◆ EXERCISES:
1. According to the article about the statue outside a Kerala hospital, in what year was the SAT hospital inaugurated?
2. Reproduce the passage of the article about the statue outside a Kerala hospital, starting with "Radha, a native" and going on through "often left bewildered.".

◆ TEXT SEGMENT:
________________
People pray to the sculpture of a mother breastfeeding her baby installed in Medical College campus, even the sculptor is surprised.

The making of a god How a statue outside a Kerala hospital turned into a deity over timeBy Sreekesh Raveendran Nair
news Belief Wednesday, June 21, 2017 - 17:52

When you are desperately seeking divine intervention, you begin to put your faith in anything you can gain solace from. And in Thiruvananthapuram, the object of faith for scores of patients and their families visiting the Sree Avittom Tirunal (SAT) Hospital is the familiar grey stone statue of a mother breastfeeding her baby, created by artist Aryanad Rajendran. 

Installed on the road near the entrance of the SAT hospital, this work of art has transformed into a deity with people offering candles, agarbattis, payasam (kheer)and milk. Some other throw coins and prayers for their beloveds undergoing treatment in the hospital.

For Geetha, who is from Kadakkal, it is irrelevant that the statue does not represent any known religious figure. “You see faith is all that matters. Even if we worship a stone, it will get supernatural power within days. Faith can transform a stone to deity. After I prayed to the mother, we see her as amma-mother. There is a big improvement in my daughter’s health condition since I prayed to amma. Why would this many people pray here if it was mere superstition?”

Inaugurated in 1952, the SAT hospital treats women, mothers and children under 12 years of age. 

The hospital is teeming with patients on a daily basis, with people flocking there from nearby districts. 

 Anitha and Santhosh, a couple from Oachira in Kollam, has been praying to the statue for their five-year-old son who has been undergoing treatment at the hospital for the past one year. 

“This time we came for the post-surgery checkup. Today we got the scan report and have to consult the doctor with the scan report. Every time we prayed before the mother, our prayers were heard,” Santhosh said.

Word of mouth has been very effective in gaining added followers. 

Radha, a native of Nallila in Kollam, just followed what the others did. “I saw others praying here, I just followed it,” she says. 

While the believers carry on with their ritual, curious bystanders are often left bewildered. 

Some stand around to take photos and videos of the unusual practice. 

While the believers continued to put their faith on the statue, there are others like Solomon, a native of Kovalam, who see only a statue. 

“I don’t understand what these people are driven by. How can they worship a statue?” Solomon asks. Solomon with his wife came to the Regional Cancer Centre which is situated in the compound next to SAT.

Young Vineeth, however couldn’t mask his anger when he said, “What is the point in calling Kerala a hundred percent literate state if people are superstitious like this. The statue was installed years ago and it is in the past two-three years that some have sensed a divine power in it.” 

Interestingly a legislation titled Kerala Exploitation by Superstition (Prevention) Act proposed in 2014 warranting stern punishments for superstitions is still in the draft form.
________________
◆ SUPPLIED INFORMATION:
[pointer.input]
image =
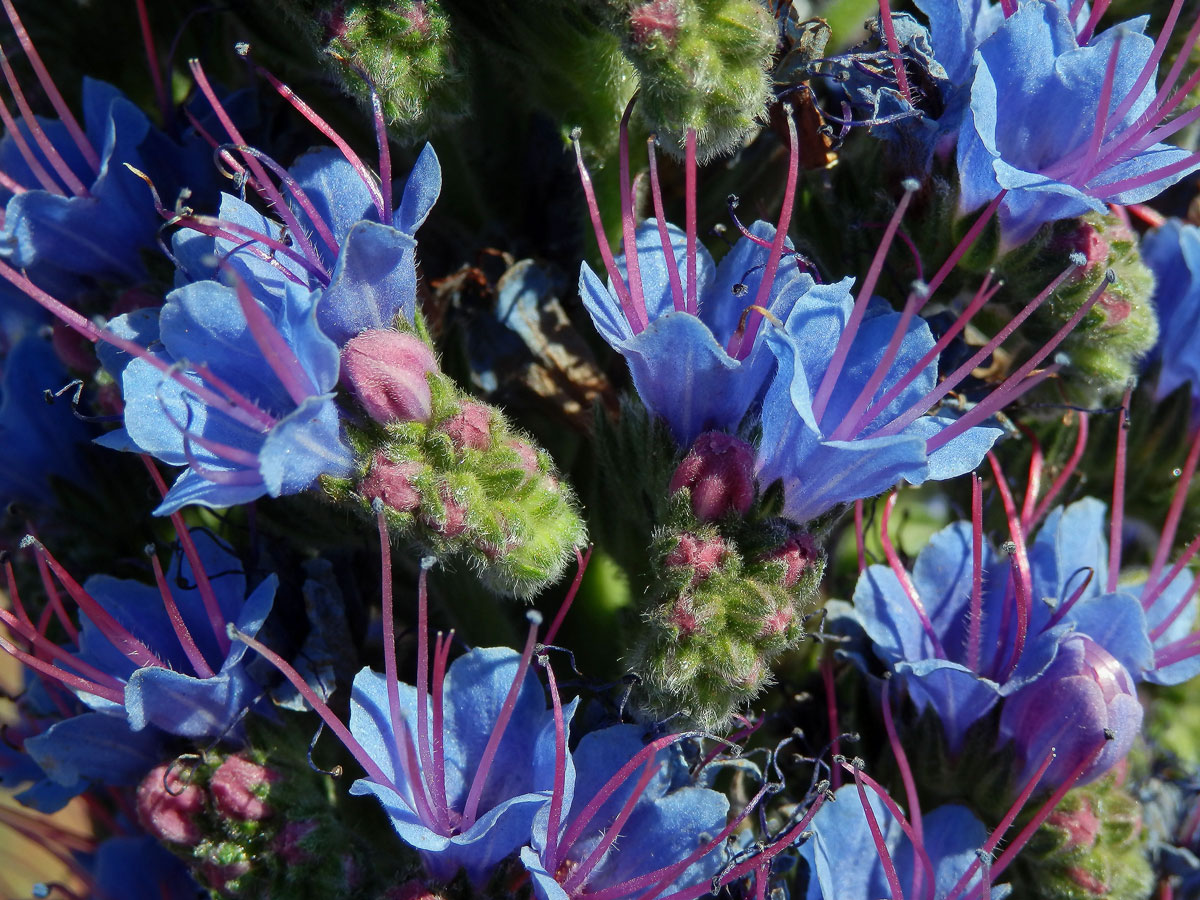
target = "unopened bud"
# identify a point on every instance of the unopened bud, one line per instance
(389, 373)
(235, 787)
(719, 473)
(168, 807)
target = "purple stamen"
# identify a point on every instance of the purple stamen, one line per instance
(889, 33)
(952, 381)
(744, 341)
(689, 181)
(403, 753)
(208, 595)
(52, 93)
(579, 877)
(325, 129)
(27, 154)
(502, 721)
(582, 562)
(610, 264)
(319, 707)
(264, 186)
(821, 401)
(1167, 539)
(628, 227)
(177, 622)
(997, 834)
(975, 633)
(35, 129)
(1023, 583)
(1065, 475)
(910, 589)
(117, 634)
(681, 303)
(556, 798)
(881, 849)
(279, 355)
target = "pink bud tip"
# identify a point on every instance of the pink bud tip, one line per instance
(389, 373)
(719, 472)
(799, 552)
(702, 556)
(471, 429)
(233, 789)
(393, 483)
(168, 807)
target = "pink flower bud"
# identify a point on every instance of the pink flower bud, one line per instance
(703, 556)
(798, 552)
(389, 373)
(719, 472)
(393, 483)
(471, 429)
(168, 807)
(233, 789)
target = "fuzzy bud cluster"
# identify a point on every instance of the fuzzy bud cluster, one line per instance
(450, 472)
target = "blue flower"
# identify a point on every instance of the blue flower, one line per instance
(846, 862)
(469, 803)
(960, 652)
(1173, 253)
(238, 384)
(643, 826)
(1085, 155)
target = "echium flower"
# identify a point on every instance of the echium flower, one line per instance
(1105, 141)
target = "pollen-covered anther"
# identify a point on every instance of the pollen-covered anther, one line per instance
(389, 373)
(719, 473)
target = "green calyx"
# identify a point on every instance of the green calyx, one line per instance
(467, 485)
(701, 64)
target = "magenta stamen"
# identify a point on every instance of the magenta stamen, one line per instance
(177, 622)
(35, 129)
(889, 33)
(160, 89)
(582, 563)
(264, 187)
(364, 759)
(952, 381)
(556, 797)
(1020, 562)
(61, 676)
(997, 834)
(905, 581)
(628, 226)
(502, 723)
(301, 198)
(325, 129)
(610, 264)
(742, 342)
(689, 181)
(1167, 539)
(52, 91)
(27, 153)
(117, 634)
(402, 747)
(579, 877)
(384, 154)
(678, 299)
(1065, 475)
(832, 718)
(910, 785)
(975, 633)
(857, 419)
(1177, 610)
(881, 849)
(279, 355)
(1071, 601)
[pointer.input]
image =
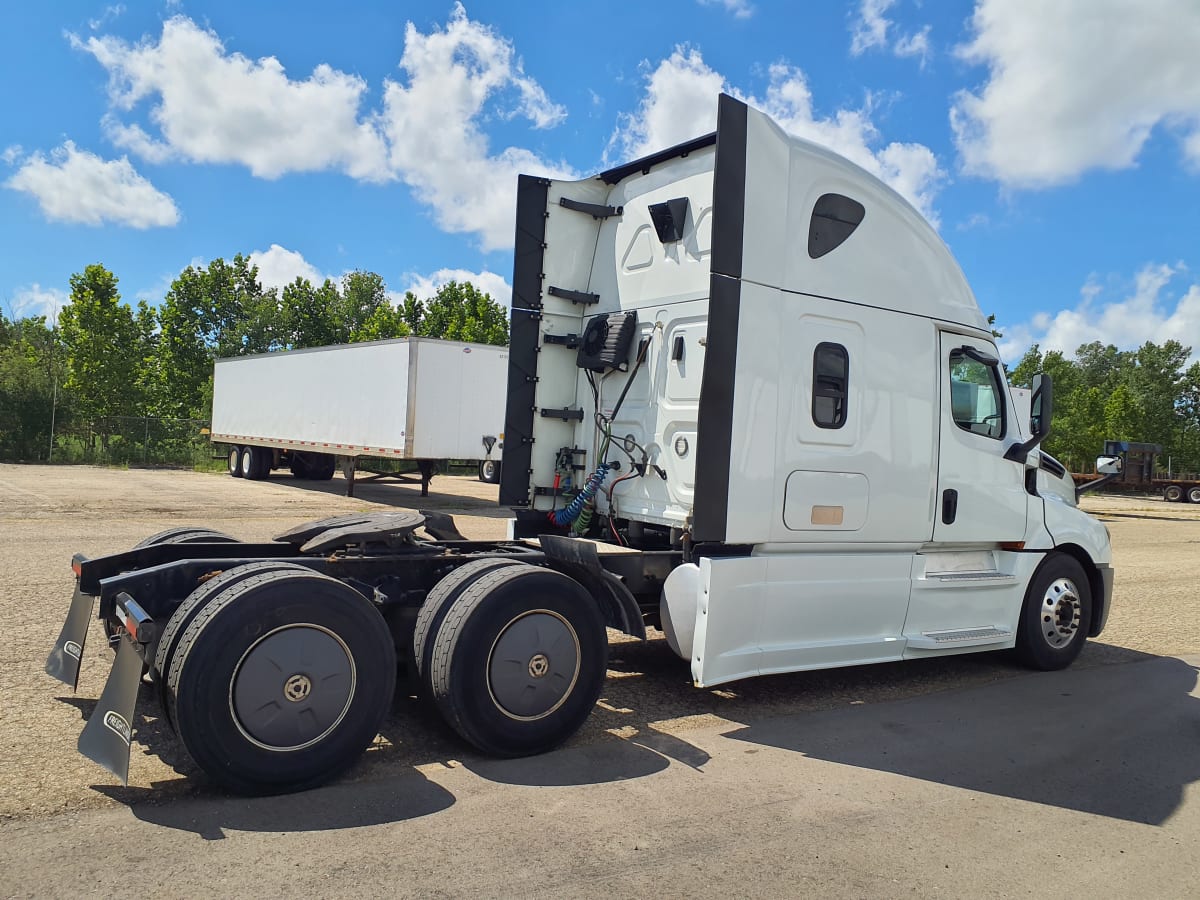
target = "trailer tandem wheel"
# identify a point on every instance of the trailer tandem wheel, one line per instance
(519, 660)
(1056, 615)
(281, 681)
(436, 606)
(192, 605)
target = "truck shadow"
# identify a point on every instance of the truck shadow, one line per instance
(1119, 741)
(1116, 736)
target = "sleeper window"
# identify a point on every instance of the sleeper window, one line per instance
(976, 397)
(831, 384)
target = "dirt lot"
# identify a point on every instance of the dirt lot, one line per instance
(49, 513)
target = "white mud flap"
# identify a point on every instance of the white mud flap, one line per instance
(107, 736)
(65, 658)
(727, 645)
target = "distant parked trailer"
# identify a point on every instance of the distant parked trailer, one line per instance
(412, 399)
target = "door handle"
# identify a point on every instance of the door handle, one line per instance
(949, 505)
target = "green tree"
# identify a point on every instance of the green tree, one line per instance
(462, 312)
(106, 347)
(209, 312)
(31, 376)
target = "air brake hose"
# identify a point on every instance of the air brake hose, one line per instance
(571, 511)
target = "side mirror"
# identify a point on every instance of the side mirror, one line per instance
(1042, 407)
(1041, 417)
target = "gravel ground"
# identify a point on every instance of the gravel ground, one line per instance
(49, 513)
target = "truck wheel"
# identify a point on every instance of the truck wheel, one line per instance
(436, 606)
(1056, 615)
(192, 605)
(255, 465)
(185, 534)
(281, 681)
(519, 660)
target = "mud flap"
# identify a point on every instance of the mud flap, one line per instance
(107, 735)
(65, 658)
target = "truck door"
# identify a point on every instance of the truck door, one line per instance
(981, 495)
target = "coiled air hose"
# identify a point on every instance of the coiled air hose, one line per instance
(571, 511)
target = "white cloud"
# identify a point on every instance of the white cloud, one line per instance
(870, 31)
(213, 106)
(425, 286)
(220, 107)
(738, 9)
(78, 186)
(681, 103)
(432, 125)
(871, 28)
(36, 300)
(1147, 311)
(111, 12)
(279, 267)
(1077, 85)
________________
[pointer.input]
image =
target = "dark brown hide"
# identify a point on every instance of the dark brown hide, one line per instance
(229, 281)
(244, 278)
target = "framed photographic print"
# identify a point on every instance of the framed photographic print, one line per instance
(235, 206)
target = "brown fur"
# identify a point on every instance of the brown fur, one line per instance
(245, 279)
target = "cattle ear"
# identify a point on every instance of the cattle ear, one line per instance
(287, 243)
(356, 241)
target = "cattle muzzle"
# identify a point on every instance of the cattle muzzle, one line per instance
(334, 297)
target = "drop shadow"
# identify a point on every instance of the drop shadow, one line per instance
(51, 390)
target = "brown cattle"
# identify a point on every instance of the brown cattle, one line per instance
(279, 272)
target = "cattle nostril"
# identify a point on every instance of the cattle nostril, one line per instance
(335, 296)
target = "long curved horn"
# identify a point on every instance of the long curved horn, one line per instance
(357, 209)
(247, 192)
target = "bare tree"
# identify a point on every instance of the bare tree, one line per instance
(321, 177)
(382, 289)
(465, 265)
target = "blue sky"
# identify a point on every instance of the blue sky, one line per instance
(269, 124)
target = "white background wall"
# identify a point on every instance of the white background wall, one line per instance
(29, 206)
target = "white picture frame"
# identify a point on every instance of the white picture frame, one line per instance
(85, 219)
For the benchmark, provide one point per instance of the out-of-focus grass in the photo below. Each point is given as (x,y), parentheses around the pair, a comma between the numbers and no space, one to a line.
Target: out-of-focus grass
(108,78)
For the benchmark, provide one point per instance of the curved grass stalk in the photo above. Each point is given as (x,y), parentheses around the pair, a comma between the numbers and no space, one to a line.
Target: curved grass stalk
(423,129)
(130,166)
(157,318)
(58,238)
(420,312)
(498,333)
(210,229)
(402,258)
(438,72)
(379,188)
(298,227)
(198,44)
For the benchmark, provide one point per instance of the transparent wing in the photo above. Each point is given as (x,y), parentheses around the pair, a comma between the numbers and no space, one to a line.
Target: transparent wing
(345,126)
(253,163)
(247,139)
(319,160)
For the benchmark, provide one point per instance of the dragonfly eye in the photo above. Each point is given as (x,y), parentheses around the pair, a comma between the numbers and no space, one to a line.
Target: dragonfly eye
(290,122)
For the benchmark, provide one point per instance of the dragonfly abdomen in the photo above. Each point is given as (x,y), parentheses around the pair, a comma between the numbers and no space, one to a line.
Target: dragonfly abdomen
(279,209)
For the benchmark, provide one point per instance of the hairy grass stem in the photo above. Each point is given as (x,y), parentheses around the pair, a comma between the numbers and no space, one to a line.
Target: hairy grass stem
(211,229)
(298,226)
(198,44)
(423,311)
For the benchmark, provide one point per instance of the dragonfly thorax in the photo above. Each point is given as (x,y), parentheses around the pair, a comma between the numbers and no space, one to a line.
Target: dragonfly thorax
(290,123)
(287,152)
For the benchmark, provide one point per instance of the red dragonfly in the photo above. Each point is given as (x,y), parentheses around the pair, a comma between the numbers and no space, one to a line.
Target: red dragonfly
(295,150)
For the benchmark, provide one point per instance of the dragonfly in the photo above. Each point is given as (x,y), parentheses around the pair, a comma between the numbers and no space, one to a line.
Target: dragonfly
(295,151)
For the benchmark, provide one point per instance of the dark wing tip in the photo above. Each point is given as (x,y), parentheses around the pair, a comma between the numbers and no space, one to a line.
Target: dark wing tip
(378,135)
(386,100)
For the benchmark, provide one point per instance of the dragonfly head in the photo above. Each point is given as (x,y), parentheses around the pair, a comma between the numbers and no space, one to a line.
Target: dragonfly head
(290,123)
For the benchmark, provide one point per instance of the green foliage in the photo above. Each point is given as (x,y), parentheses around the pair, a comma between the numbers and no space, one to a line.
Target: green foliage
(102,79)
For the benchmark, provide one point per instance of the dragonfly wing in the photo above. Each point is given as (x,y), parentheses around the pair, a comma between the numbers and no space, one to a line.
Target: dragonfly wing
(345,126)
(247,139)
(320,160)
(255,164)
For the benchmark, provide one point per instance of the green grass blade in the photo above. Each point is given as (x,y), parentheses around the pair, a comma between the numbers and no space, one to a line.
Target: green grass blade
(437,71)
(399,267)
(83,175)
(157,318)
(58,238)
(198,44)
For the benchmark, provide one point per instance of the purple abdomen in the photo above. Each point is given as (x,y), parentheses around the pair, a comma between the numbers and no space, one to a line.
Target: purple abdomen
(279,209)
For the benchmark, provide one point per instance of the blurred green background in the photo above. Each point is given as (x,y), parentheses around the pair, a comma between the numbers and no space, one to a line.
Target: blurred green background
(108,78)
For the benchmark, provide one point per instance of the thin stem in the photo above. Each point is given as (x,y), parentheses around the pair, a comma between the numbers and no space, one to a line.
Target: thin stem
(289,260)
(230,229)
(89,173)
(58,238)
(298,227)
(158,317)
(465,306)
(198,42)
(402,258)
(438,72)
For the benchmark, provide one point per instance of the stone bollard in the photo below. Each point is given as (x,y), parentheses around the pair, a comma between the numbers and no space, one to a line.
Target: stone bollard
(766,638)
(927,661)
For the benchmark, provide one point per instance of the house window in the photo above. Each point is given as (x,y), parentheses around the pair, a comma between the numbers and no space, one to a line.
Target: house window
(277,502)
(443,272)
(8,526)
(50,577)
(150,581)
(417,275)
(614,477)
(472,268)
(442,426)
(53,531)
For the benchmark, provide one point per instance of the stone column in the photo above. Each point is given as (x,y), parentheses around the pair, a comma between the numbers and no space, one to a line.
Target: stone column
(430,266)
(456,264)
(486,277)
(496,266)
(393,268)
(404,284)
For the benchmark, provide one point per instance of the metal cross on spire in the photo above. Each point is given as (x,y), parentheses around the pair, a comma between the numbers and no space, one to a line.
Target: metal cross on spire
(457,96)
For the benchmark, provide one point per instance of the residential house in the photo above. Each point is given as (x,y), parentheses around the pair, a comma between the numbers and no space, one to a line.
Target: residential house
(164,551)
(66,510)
________________
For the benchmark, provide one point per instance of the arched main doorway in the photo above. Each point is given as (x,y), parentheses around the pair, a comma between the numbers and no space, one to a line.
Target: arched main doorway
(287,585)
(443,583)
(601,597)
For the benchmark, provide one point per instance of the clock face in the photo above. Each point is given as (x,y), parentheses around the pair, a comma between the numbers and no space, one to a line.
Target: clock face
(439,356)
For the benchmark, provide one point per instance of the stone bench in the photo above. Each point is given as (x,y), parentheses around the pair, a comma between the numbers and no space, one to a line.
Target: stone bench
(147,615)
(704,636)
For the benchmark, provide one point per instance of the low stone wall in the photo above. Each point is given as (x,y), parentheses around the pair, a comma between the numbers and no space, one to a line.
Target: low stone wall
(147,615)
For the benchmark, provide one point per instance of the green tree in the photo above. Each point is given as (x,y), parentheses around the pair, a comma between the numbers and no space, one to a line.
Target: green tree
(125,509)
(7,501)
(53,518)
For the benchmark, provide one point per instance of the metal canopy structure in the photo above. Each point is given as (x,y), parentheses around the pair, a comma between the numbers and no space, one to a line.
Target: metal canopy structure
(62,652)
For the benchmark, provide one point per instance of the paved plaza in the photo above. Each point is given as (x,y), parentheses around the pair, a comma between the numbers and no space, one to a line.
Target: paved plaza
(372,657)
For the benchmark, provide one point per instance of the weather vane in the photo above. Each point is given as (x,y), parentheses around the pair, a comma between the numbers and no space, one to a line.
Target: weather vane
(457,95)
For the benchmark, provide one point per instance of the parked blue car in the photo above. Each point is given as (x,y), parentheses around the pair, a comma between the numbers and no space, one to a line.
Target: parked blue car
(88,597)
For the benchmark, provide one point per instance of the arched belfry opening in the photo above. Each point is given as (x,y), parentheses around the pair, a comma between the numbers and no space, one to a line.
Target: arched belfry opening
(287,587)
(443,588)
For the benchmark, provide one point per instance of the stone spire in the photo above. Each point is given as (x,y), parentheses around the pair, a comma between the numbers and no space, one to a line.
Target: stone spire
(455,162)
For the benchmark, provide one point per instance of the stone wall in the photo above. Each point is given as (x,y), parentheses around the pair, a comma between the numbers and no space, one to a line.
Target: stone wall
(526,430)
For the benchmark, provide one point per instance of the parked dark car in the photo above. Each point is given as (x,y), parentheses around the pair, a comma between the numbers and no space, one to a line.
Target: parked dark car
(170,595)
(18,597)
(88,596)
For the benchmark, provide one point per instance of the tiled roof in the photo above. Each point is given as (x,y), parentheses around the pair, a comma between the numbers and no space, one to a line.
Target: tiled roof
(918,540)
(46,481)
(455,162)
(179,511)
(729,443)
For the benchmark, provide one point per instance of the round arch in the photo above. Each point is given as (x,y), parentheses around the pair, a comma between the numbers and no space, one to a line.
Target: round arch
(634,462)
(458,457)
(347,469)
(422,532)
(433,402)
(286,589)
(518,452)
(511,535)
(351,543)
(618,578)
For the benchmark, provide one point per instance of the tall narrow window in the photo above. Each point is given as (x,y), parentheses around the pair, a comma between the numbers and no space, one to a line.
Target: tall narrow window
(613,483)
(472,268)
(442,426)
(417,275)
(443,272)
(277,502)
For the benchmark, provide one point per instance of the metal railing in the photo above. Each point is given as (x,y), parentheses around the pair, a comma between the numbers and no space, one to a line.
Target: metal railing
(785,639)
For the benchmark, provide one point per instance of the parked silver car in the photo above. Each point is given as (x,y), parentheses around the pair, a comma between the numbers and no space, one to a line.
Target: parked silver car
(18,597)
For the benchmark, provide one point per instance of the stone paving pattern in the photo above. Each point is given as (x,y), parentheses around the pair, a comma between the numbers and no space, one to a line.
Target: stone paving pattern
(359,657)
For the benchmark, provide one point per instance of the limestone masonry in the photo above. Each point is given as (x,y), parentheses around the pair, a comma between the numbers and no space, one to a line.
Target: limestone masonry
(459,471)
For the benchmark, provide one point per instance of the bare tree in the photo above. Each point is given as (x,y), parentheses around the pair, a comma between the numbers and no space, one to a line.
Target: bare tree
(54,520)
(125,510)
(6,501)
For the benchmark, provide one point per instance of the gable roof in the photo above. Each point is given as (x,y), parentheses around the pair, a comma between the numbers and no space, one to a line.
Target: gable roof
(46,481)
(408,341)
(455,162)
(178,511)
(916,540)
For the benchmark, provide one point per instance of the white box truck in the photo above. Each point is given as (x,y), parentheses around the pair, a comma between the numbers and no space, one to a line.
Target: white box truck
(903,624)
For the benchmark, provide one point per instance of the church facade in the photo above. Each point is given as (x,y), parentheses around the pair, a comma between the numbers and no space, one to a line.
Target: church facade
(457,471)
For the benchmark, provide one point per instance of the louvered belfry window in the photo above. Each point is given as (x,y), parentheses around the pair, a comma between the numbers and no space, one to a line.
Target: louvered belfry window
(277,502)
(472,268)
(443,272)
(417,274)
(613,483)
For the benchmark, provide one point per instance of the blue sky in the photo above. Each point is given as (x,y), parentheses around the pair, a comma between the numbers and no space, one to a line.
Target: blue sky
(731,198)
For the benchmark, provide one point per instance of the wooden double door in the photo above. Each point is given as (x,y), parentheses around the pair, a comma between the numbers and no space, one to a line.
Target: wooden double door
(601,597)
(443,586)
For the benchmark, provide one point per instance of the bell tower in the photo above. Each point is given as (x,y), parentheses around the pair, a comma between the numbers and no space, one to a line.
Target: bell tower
________________
◆ OUTPUTS IN ORDER:
1. 1952

2.
Radha, a native of Nallila in Kollam, just followed what the others did. “I saw others praying here, I just followed it,” she says. 

While the believers carry on with their ritual, curious bystanders are often left bewildered.